§ Exercise description: Type out the data again. Keep every line exactly the same.

§ Data supplied:
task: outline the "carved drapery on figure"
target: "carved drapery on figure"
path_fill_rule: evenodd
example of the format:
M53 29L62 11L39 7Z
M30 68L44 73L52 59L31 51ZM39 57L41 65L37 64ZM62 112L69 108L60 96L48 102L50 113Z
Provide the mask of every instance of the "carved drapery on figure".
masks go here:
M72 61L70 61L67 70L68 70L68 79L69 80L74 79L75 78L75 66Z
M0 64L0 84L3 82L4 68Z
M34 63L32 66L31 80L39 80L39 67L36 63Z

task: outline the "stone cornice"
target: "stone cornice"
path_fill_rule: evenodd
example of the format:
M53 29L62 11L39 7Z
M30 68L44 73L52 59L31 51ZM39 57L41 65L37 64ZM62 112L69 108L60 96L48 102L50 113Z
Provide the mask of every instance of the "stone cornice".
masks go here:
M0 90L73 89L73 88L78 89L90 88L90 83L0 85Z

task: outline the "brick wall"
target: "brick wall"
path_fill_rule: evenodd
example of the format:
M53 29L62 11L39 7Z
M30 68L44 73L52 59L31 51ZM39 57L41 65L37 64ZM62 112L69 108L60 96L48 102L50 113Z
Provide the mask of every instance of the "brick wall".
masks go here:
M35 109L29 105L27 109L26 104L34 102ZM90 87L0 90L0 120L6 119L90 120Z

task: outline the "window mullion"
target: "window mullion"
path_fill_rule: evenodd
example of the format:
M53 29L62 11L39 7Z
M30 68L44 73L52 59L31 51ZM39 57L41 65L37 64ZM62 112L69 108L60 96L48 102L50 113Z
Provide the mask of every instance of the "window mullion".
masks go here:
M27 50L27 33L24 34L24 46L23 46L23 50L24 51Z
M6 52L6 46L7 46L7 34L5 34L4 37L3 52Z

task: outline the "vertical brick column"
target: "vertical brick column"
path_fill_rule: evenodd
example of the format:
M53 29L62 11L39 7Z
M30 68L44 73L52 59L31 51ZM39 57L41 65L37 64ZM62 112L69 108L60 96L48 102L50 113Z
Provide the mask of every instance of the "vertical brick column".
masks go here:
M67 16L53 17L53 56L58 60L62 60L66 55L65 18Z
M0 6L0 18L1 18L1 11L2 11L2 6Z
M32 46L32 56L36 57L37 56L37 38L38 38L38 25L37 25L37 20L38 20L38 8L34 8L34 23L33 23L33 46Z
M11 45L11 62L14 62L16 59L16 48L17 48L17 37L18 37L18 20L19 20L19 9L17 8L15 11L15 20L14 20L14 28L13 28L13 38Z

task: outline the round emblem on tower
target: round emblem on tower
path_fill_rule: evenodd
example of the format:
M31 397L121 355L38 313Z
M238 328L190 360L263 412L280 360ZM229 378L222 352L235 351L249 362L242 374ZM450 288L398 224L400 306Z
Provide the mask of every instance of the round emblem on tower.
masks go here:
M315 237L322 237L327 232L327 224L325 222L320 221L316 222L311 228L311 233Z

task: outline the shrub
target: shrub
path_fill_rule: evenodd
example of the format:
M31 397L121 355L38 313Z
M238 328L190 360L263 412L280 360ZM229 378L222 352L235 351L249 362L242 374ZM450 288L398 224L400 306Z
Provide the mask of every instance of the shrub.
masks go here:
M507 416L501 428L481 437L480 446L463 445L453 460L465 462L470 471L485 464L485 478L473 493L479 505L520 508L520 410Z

§ Result:
task: outline the "carved drapery on figure"
target: "carved drapery on figure"
path_fill_rule: evenodd
example of the format:
M53 29L62 11L39 7Z
M30 68L44 73L52 59L31 51ZM39 57L41 65L37 64ZM62 112L69 108L60 96L48 102L50 113Z
Provide the mask of every instance of the "carved drapery on figure".
masks go here:
M72 61L70 61L67 70L68 70L68 79L69 80L74 79L75 78L75 66Z
M0 64L0 84L3 82L4 68Z
M34 63L32 66L31 80L39 80L39 67L36 63Z

task: outline the "stone cornice"
target: "stone cornice"
path_fill_rule: evenodd
example of the format:
M53 29L62 11L39 7Z
M30 68L44 73L52 59L31 51ZM39 57L41 65L37 64ZM62 112L69 108L60 96L48 102L50 113Z
Provide the mask of every instance of the "stone cornice".
masks go here:
M0 90L73 89L73 88L78 89L90 88L90 83L0 85Z

task: outline the "brick wall"
target: "brick wall"
path_fill_rule: evenodd
example of the format:
M53 29L62 11L39 7Z
M30 68L44 73L52 59L31 51ZM39 57L41 65L37 64ZM62 112L69 108L60 96L48 102L50 113Z
Provide the mask of every instance of the "brick wall".
masks go here:
M35 109L29 105L27 109L26 104L34 102ZM90 87L0 90L0 120L6 119L90 120Z

task: outline the "window mullion"
target: "window mullion"
path_fill_rule: evenodd
example of the format:
M53 29L62 11L39 7Z
M30 68L44 73L52 59L31 51ZM39 57L41 65L37 64ZM62 112L69 108L60 96L48 102L50 113Z
Provide the mask of every instance of the "window mullion".
masks go here:
M27 50L27 33L24 34L24 46L23 46L23 50L24 51Z
M6 52L6 46L7 46L7 34L5 34L4 37L3 52Z

task: outline the "vertical brick column"
target: "vertical brick column"
path_fill_rule: evenodd
example of the format:
M53 29L62 11L39 7Z
M30 68L44 73L52 59L31 51ZM39 57L41 65L37 64ZM62 112L69 108L60 96L48 102L50 113Z
Provide the mask of every instance of the "vertical brick column".
masks go here:
M67 16L53 17L53 56L58 60L62 60L66 55L65 18Z
M0 6L0 18L1 18L1 11L2 11L2 6Z
M32 46L32 56L36 57L37 56L37 38L38 38L38 25L37 25L37 20L38 20L38 8L34 8L34 23L33 23L33 46Z
M11 45L11 62L14 62L16 59L16 48L17 48L17 37L18 37L18 20L19 20L19 9L17 8L15 11L15 20L14 20L14 28L13 28L13 38Z

task: outline the round emblem on tower
target: round emblem on tower
path_fill_rule: evenodd
example of the format:
M31 397L121 355L38 313Z
M238 328L190 360L263 412L280 360ZM229 378L222 352L235 351L249 362L242 374ZM450 288L398 224L400 306Z
Provide the mask of every instance of the round emblem on tower.
masks go here:
M315 237L322 237L327 232L327 224L325 222L320 221L316 222L311 228L311 233Z

task: outline the shrub
target: shrub
path_fill_rule: evenodd
example of the format:
M31 397L121 355L38 313Z
M238 328L190 360L263 412L280 360ZM229 378L222 352L235 351L249 362L242 374ZM450 288L398 224L400 306Z
Provide the mask of every instance of the shrub.
masks go here:
M507 416L501 428L481 437L480 446L463 445L453 460L465 462L470 471L485 464L485 478L473 493L479 505L520 508L520 410Z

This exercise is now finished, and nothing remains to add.